Viols en réunion, tortures, meurtres et massacres: les Rohingyas qui ont franchi la frontière ont fait le récit des violences que leur font subir les soldats birmans dans l'ouest du pays, où vivent des dizaines de milliers de membres de cette minorité.
D'après les Nations unies, 30.000 personnes ont été déplacées par ces violences qui ont fait des dizaines de morts depuis le début de l'opération de l'armée birmane à la suite d'attaques de postes de police début octobre.
John McKissick, directeur du Haut Commissariat des Nations pour les réfugiés (UNHCR) dans la ville bangladaise frontalière de Cox's Bazar (sud), a estimé sur la BBC que ces actes s'apparentaient à un "nettoyage ethnique", sur la base de témoignages de réfugiés.
Ignorant les pressions de la communauté internationale l'exhortant à ouvrir sa frontière pour éviter une crise humanitaire, le Bangladesh a appelé la Birmanie à prendre des "mesures urgentes" pour que cesse l'entrée sur son territoire des Rohingyas.
"Il est très difficile pour le gouvernement bangladais de déclarer ouverte sa frontière, car ceci pourrait encourager le gouvernement birman à perpétuer les atrocités et les pousser dehors, jusqu'à atteindre son objectif final de nettoyage ethnique de la minorité musulmane de Birmanie", a expliqué M. McKissick.
Des accusations sévèrement contestées par Zaw Htay, porte-parole du gouvernement de la Prix Nobel de la paix Aung San Suu Kyi, au pouvoir depuis quelques mois, rompant avec des décennies de junte militaire.
"Je m'interroge sur le professionnalisme et l'éthique du personnel de l'ONU. Il devrait parler en se fondant sur des faits concrets et vérifiés et ne pas porter d'accusations", a-t-il déclaré à l'AFP, alors qu'humanitaires et journalistes n'ont pas accès à la zone.

### [Entrées répertoriées]
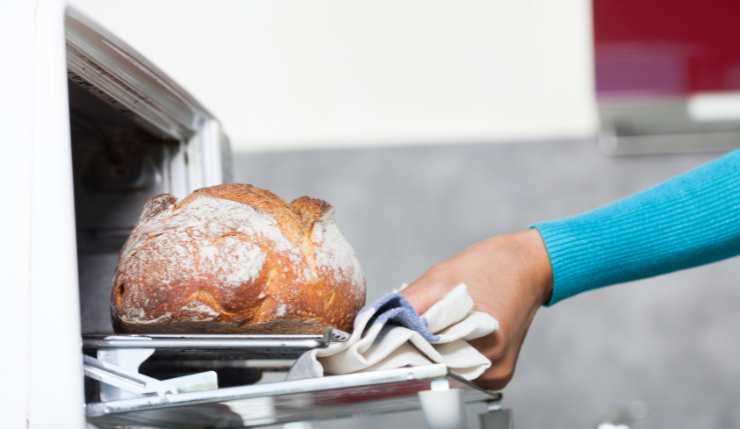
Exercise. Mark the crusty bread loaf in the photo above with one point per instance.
(236, 259)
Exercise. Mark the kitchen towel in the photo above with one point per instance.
(390, 334)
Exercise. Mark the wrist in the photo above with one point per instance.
(536, 264)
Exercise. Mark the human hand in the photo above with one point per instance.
(508, 277)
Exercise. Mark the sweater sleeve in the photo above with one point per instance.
(689, 220)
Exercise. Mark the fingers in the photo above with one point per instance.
(503, 363)
(425, 292)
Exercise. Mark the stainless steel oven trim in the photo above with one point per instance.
(114, 68)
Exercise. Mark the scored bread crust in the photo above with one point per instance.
(236, 259)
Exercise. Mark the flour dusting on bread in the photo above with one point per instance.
(236, 257)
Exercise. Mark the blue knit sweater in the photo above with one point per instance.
(692, 219)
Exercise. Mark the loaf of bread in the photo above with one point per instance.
(236, 259)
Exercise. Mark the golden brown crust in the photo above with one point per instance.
(235, 258)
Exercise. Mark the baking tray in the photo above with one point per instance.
(329, 397)
(216, 347)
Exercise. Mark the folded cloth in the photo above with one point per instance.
(390, 334)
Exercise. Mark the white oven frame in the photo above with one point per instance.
(42, 357)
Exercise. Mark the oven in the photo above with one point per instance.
(98, 130)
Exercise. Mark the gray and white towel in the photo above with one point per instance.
(390, 334)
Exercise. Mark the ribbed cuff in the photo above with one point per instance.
(690, 220)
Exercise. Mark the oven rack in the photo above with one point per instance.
(442, 395)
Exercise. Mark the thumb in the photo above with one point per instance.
(423, 293)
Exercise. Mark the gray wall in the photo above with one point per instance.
(668, 344)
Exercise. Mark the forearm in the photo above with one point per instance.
(690, 220)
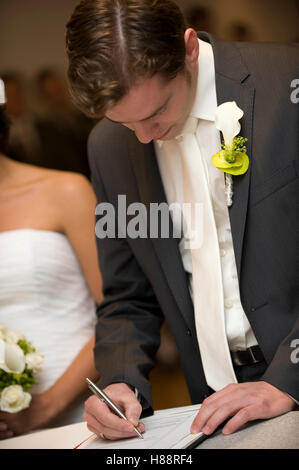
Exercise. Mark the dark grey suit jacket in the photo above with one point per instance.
(144, 279)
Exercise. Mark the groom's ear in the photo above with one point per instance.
(192, 46)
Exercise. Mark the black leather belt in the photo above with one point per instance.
(249, 356)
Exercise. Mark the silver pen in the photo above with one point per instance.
(103, 397)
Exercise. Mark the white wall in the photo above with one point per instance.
(32, 31)
(270, 20)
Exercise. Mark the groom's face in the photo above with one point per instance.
(155, 109)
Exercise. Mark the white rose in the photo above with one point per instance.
(227, 120)
(12, 358)
(3, 331)
(34, 361)
(13, 399)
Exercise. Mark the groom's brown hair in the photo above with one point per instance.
(113, 44)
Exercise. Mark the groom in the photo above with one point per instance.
(233, 302)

### [Consignes à suivre]
1. Recopiez le passage de l'article sur les Rohingyas qui commence par les mots « Des accusations sévèrement » et s'achève sur « accès à la zone. ».
2. Répondez aux questions suivantes à partir de l'article sur les Rohingyas.
(a) D'après les Nations unies, combien de personnes ont été déplacées par ces violences ?
(b) Dans quelle ville bangladaise John McKissick dirige-t-il le Haut Commissariat des Nations pour les réfugiés ?
(c) À quelle agence Zaw Htay a-t-il fait sa déclaration sur le personnel de l'ONU ?
Les lignes constituent un matériau distinct de l'article.

### [Réponses par consigne]
1.
Des accusations sévèrement contestées par Zaw Htay, porte-parole du gouvernement de la Prix Nobel de la paix Aung San Suu Kyi, au pouvoir depuis quelques mois, rompant avec des décennies de junte militaire.
"Je m'interroge sur le professionnalisme et l'éthique du personnel de l'ONU. Il devrait parler en se fondant sur des faits concrets et vérifiés et ne pas porter d'accusations", a-t-il déclaré à l'AFP, alors qu'humanitaires et journalistes n'ont pas accès à la zone.

2.
(a) 30.000 personnes.
(b) À Cox's Bazar.
(c) À l'AFP.